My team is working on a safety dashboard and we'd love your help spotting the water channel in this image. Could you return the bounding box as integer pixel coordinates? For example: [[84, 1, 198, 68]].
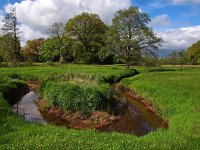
[[12, 83, 167, 136]]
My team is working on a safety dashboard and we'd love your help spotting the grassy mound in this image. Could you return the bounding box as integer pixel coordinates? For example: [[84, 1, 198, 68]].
[[39, 81, 112, 115]]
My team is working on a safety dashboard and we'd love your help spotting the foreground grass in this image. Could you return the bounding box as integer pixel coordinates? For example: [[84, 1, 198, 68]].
[[0, 65, 200, 149]]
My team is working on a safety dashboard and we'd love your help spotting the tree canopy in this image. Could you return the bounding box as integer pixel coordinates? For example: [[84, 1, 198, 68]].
[[105, 6, 162, 68], [48, 22, 65, 63], [1, 7, 21, 62], [188, 40, 200, 64], [22, 38, 44, 62], [64, 12, 108, 64]]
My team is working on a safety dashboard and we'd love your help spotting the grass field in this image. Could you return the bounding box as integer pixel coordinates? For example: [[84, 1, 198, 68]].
[[0, 65, 200, 149]]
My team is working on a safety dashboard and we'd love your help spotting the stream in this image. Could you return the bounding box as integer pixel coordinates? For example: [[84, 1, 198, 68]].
[[98, 84, 167, 136], [11, 83, 167, 136], [12, 91, 47, 124]]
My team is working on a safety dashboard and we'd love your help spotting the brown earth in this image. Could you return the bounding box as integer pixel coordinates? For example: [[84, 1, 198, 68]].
[[26, 80, 41, 91], [36, 99, 121, 130]]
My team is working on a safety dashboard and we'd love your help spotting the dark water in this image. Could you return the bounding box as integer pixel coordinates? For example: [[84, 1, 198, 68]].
[[98, 84, 167, 136], [12, 91, 47, 124]]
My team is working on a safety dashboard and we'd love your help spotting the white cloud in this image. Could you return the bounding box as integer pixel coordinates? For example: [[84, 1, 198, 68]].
[[149, 0, 200, 8], [172, 0, 200, 5], [150, 14, 171, 27], [3, 0, 131, 45], [0, 9, 4, 32], [157, 25, 200, 50]]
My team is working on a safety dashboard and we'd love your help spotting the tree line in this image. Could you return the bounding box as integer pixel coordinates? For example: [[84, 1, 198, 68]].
[[0, 6, 162, 68], [1, 6, 199, 67], [159, 41, 200, 66]]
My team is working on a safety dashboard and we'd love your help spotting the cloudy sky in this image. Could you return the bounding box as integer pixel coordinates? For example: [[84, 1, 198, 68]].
[[0, 0, 200, 57]]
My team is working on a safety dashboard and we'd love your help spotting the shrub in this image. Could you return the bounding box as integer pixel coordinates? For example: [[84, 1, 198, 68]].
[[39, 81, 113, 115]]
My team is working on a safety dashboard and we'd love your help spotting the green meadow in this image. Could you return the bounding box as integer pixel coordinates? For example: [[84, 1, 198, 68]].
[[0, 65, 200, 149]]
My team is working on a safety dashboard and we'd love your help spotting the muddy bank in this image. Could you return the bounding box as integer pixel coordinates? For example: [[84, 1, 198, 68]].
[[37, 99, 120, 129]]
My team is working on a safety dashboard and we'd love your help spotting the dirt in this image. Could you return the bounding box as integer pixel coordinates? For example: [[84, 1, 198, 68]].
[[26, 80, 41, 91], [37, 99, 121, 130]]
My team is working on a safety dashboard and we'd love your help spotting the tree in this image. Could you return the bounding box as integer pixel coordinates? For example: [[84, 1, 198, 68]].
[[22, 38, 44, 62], [64, 12, 108, 64], [0, 34, 20, 62], [106, 6, 162, 68], [1, 7, 21, 62], [188, 41, 200, 64], [39, 38, 61, 62], [177, 50, 188, 65], [168, 51, 178, 65], [48, 22, 65, 63]]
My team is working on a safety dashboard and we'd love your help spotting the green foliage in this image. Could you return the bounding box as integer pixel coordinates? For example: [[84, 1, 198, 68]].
[[0, 35, 21, 62], [158, 50, 189, 65], [39, 38, 60, 62], [188, 40, 200, 64], [39, 81, 112, 115], [22, 38, 44, 62], [64, 12, 108, 64], [1, 7, 21, 62], [48, 22, 65, 63], [106, 6, 162, 68]]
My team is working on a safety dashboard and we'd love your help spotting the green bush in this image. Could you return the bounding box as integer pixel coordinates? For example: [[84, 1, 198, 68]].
[[39, 81, 113, 115]]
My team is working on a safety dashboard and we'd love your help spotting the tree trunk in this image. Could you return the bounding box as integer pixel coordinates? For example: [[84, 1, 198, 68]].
[[14, 34, 17, 63], [126, 62, 130, 69]]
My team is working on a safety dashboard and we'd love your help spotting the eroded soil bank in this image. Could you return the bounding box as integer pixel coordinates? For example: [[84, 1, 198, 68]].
[[37, 99, 120, 130]]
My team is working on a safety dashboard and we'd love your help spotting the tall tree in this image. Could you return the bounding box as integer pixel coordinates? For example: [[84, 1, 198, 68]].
[[64, 13, 108, 64], [106, 6, 162, 68], [22, 38, 44, 62], [48, 22, 65, 63], [0, 34, 21, 62], [1, 7, 21, 62], [39, 37, 61, 62]]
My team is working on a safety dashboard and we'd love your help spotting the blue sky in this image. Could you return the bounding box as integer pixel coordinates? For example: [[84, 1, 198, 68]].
[[135, 0, 200, 30], [1, 0, 200, 57]]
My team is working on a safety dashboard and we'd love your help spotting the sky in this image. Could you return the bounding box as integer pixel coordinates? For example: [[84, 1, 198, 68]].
[[0, 0, 200, 57]]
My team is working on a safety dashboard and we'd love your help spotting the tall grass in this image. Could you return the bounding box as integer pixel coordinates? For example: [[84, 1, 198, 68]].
[[39, 81, 113, 115]]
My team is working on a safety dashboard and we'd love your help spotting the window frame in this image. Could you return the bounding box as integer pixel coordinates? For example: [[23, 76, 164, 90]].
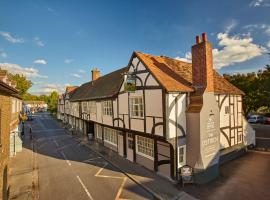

▶ **WORK INSTRUCTION**:
The full data, repeated exactly and stripped of its pictures, is the expected answer.

▶ **EXERCISE OUTPUT**:
My team is working on a safety dashboard and we'd love your help spotting the water channel in this image. Could you return the bounding box as integer pixel coordinates? For example: [[84, 1, 198, 68]].
[[12, 83, 167, 136]]
My team is working on a safety dashboard and we'd love your help spotting the grassy mound in this image. Could you return the bounding box as integer pixel coordinates? For example: [[84, 1, 198, 68]].
[[39, 81, 112, 115]]
My team is working on a safety dashboard and we'd love your help spotting the foreground grass in this image. Could you return the bounding box as integer pixel coordinates? For example: [[84, 1, 198, 68]].
[[0, 65, 200, 149]]
My team is working on a safety dashboard and we'd love your help spotting the tree canopy in this image. Could you return the bounding box as integer pixel coordinates? For example: [[84, 1, 198, 68]].
[[105, 6, 162, 68], [48, 22, 65, 63], [1, 7, 21, 62], [188, 40, 200, 64], [22, 38, 44, 62], [64, 12, 108, 64]]
My team is working on a safety dashboard and we'd love your help spotting the grass field in this image. Could you return the bounding box as integer pixel coordinates? For example: [[84, 1, 198, 68]].
[[0, 65, 200, 149]]
My team is working on a safety dashboard and we'd love your help spotting the stream in this image. Could you return the bounding box as integer pixel coordinates? For example: [[84, 1, 198, 68]].
[[98, 84, 167, 136], [11, 83, 167, 136], [12, 91, 47, 124]]
My team is working on a safety dashboard and we'd love your help spotting the brown earth in this image. Could you return the bounding box as integer pixel coordinates? For example: [[84, 1, 198, 68]].
[[26, 80, 41, 91], [36, 99, 121, 130]]
My team is working on a safety dashboard and we'd love your help spotting the dark water in this image. Could you return the bounding box as integer pixel coordinates? For example: [[84, 1, 198, 68]].
[[98, 84, 167, 136], [12, 91, 47, 124]]
My team is working on a safety dashboard and we'd love your help spotting the white cloud in this image. Could you return the bounding box as integer pixel coordinates? For example: [[84, 1, 198, 68]].
[[149, 0, 200, 8], [172, 0, 200, 5], [150, 14, 171, 27], [3, 0, 131, 45], [0, 9, 4, 32], [157, 25, 200, 50]]
My team is working on a safety dashboard and we'd love your help spotting the tree line in this image. Could you return the bounding box as integer pixel coordinates? For example: [[84, 1, 198, 68]].
[[0, 6, 162, 68], [1, 6, 199, 67], [159, 41, 200, 66]]
My team is working on a safety dashboard and we'd love your help spotting the cloudy sky in this image. Could you return the bounding box as integer pixel coordinates? For example: [[84, 1, 198, 68]].
[[0, 0, 200, 57]]
My team is working on a safety dashboard and we'd love your help spotting the shrub in this image. Could you return the bounding box as integer pixel coordinates? For example: [[84, 1, 198, 68]].
[[39, 81, 113, 115]]
My team is working on a safety dashboard and we'd love your help spotting the green meadow in this image. Could you return the bounding box as integer pixel coordinates? For example: [[84, 1, 198, 68]].
[[0, 65, 200, 149]]
My team is working on a safety dashboard and we'd love your help spotting the muddy bank in this image. Could you return the bounding box as integer pixel coordinates? For example: [[84, 1, 198, 68]].
[[37, 99, 120, 129]]
My team is working on a safety dashboard and we'd love your help spotting the dirt in this image. Could you return the bounding box as integer pixel coordinates? For example: [[84, 1, 198, 68]].
[[26, 80, 41, 91], [37, 99, 121, 130]]
My team is working on a safety dashboard and we'd love your help spotting the tree in this image. Could you return the bounding box as integer pixel coordinates? For example: [[84, 1, 198, 68]].
[[22, 38, 44, 62], [64, 12, 108, 64], [0, 34, 20, 62], [106, 6, 162, 68], [1, 7, 21, 62], [188, 41, 200, 64], [39, 38, 61, 62], [177, 50, 188, 65], [168, 51, 178, 65], [48, 22, 65, 63]]
My team is working on a safety dashboard and we'd love your help spotting the green foliage in this image. Could you return the bounding box as integer pixel coordinates? For example: [[84, 1, 198, 68]].
[[0, 35, 21, 62], [158, 50, 189, 65], [39, 38, 60, 62], [188, 40, 200, 64], [39, 81, 112, 115], [22, 38, 44, 62], [64, 12, 108, 64], [1, 7, 21, 62], [48, 22, 65, 63], [106, 6, 162, 68]]
My team is working on a safety dashboard and we'd love your help spotting the green bush in this image. Could you return the bounding box as integer pixel coordinates? For example: [[84, 1, 198, 68]].
[[39, 81, 113, 115]]
My team is working on a safety dashboard and we'd love your help spotting the tree trunk in this image. Could you return the bounding box as integer pixel coordinates? For example: [[84, 1, 198, 68]].
[[14, 34, 17, 63], [126, 62, 130, 69]]
My team is working on a safety dashboard and we'd love your help spotting the eroded soil bank in this image. Could you return the bounding box as integer pixel coordinates? For example: [[84, 1, 198, 68]].
[[37, 99, 120, 130]]
My team is working on a safety dashboard and we'd love your help spotting the tall tree in this image. Could you return the bounding box as integer pixel coordinates? For example: [[84, 1, 198, 68]].
[[64, 13, 108, 64], [106, 6, 162, 68], [22, 38, 44, 62], [48, 22, 65, 63], [0, 34, 21, 62], [1, 7, 21, 62], [39, 37, 61, 62]]
My team is working on a safety dashboard and we'd love your help spotting the blue sky in this image. Could you return the bounding box as integer pixel coordinates? For example: [[84, 1, 198, 68]].
[[135, 0, 200, 30], [1, 0, 200, 57]]
My team is working on a safety dashboard and we'd love your help spotting the sky in this image. Could you return the bounding box as integer pixel coordinates? For example: [[84, 1, 198, 68]].
[[0, 0, 200, 57]]
My team is working on a safety dashboard and we'd love your help spotting the tall grass in this image. Could you return the bounding box as integer pixel coordinates? For example: [[84, 1, 198, 68]].
[[39, 81, 113, 115]]
My team is working on a safety dashboard and we'd love your help spotting the window frame in this image. Could you return the bounding box as integer pixel coordinates? For example: [[23, 76, 164, 90]].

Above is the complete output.